For the data below, restate word for word only the lines from the line containing "201L229 193L170 196L165" through the line containing "positive clicks: (57, 219)", both ends included.

*** TASK INPUTS Section Begins ***

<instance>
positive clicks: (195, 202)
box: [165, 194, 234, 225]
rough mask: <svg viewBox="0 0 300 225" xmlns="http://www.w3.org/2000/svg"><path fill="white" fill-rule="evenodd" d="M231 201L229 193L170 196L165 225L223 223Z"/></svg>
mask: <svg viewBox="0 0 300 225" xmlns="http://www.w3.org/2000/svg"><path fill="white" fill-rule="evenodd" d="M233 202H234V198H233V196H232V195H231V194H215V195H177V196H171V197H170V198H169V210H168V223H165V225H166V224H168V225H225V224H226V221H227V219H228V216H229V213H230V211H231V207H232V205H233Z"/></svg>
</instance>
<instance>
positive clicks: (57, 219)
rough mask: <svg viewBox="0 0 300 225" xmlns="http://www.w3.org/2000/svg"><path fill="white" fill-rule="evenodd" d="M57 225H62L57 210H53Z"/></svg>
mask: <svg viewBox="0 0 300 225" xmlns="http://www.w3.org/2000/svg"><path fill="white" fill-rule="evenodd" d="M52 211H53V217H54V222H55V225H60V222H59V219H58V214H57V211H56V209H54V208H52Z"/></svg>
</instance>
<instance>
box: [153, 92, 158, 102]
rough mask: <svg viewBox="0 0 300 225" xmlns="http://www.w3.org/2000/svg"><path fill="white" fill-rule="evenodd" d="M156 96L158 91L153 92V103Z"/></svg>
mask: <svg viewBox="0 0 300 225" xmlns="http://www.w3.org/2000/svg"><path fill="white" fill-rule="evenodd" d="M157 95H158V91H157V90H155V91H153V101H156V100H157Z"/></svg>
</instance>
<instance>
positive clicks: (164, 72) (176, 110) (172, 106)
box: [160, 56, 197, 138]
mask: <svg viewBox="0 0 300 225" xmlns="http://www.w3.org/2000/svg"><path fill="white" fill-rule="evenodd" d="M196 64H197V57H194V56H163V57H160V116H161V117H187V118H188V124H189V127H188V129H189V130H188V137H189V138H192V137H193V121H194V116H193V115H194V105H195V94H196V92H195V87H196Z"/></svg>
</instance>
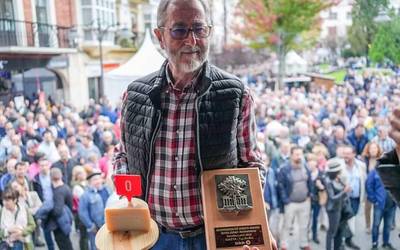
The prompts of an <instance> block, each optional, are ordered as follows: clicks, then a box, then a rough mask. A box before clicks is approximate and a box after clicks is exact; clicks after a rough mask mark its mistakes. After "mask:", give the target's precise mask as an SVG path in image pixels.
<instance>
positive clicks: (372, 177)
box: [365, 169, 388, 210]
mask: <svg viewBox="0 0 400 250" xmlns="http://www.w3.org/2000/svg"><path fill="white" fill-rule="evenodd" d="M365 190H367V199H368V200H369V201H370V202H371V203H373V204H376V205H378V207H379V208H380V209H382V210H383V209H384V208H385V202H386V196H387V195H388V194H387V191H386V190H385V187H384V186H383V183H382V180H381V177H379V175H378V172H376V170H375V169H373V170H371V171H370V172H369V174H368V177H367V181H366V183H365Z"/></svg>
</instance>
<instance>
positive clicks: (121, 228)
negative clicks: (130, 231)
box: [105, 198, 151, 232]
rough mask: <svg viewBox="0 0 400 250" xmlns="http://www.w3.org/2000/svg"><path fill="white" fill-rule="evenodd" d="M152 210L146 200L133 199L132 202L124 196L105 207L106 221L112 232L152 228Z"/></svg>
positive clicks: (106, 225) (147, 231) (131, 201)
mask: <svg viewBox="0 0 400 250" xmlns="http://www.w3.org/2000/svg"><path fill="white" fill-rule="evenodd" d="M150 220H151V217H150V211H149V207H148V206H147V204H146V202H144V201H143V200H140V199H136V198H135V199H132V201H131V204H129V203H128V201H127V200H126V199H125V198H124V199H121V200H117V201H115V202H113V203H112V204H109V206H108V207H107V208H106V209H105V221H106V226H107V229H108V230H109V231H110V232H117V231H141V232H148V231H149V230H150Z"/></svg>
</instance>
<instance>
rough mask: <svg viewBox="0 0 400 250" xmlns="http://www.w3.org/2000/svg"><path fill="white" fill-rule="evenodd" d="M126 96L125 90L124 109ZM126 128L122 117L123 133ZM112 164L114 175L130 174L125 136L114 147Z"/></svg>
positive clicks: (122, 136)
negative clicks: (125, 127)
mask: <svg viewBox="0 0 400 250" xmlns="http://www.w3.org/2000/svg"><path fill="white" fill-rule="evenodd" d="M126 97H127V93H126V92H125V93H124V95H123V106H122V110H123V109H124V105H125V102H126ZM121 115H122V116H123V115H124V113H123V112H122V114H121ZM124 129H125V125H124V119H121V131H122V133H123V131H124ZM112 165H113V175H116V174H128V160H127V157H126V151H125V142H124V140H123V136H121V140H120V142H119V144H117V145H116V146H115V147H114V156H113V161H112Z"/></svg>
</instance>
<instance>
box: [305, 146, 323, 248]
mask: <svg viewBox="0 0 400 250" xmlns="http://www.w3.org/2000/svg"><path fill="white" fill-rule="evenodd" d="M307 165H308V167H309V169H310V172H311V180H312V183H313V195H312V196H311V210H312V223H311V231H312V240H313V241H314V242H315V243H316V244H319V243H320V242H319V239H318V216H319V212H320V210H321V205H325V203H326V192H325V193H324V191H325V187H324V185H323V184H322V183H323V180H322V178H323V172H322V171H321V170H319V169H318V162H317V156H316V155H314V154H308V155H307Z"/></svg>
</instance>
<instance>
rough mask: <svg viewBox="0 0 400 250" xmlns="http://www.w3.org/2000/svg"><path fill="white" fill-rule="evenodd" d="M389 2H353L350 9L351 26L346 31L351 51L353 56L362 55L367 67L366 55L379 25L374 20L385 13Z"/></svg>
mask: <svg viewBox="0 0 400 250" xmlns="http://www.w3.org/2000/svg"><path fill="white" fill-rule="evenodd" d="M388 5H389V0H355V1H354V3H353V9H352V19H353V24H352V26H351V27H350V29H349V31H348V37H349V42H350V45H351V49H352V51H353V53H354V54H355V55H359V56H362V55H364V56H365V57H366V60H367V66H369V60H368V54H369V48H370V46H371V43H372V41H373V39H374V36H375V34H376V33H377V30H378V26H379V24H378V23H377V22H375V18H376V17H377V16H378V15H379V12H380V11H386V10H387V8H388Z"/></svg>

*** TASK INPUTS Section Ends ***

ANSWER:
rough mask: <svg viewBox="0 0 300 225" xmlns="http://www.w3.org/2000/svg"><path fill="white" fill-rule="evenodd" d="M231 201L229 193L170 196L165 225L223 223Z"/></svg>
mask: <svg viewBox="0 0 300 225" xmlns="http://www.w3.org/2000/svg"><path fill="white" fill-rule="evenodd" d="M233 202H234V198H233V196H232V195H231V194H215V195H177V196H171V197H170V198H169V210H168V223H165V225H166V224H168V225H225V224H226V221H227V219H228V216H229V213H230V211H231V207H232V205H233Z"/></svg>
</instance>
<instance>
positive clicks: (57, 219)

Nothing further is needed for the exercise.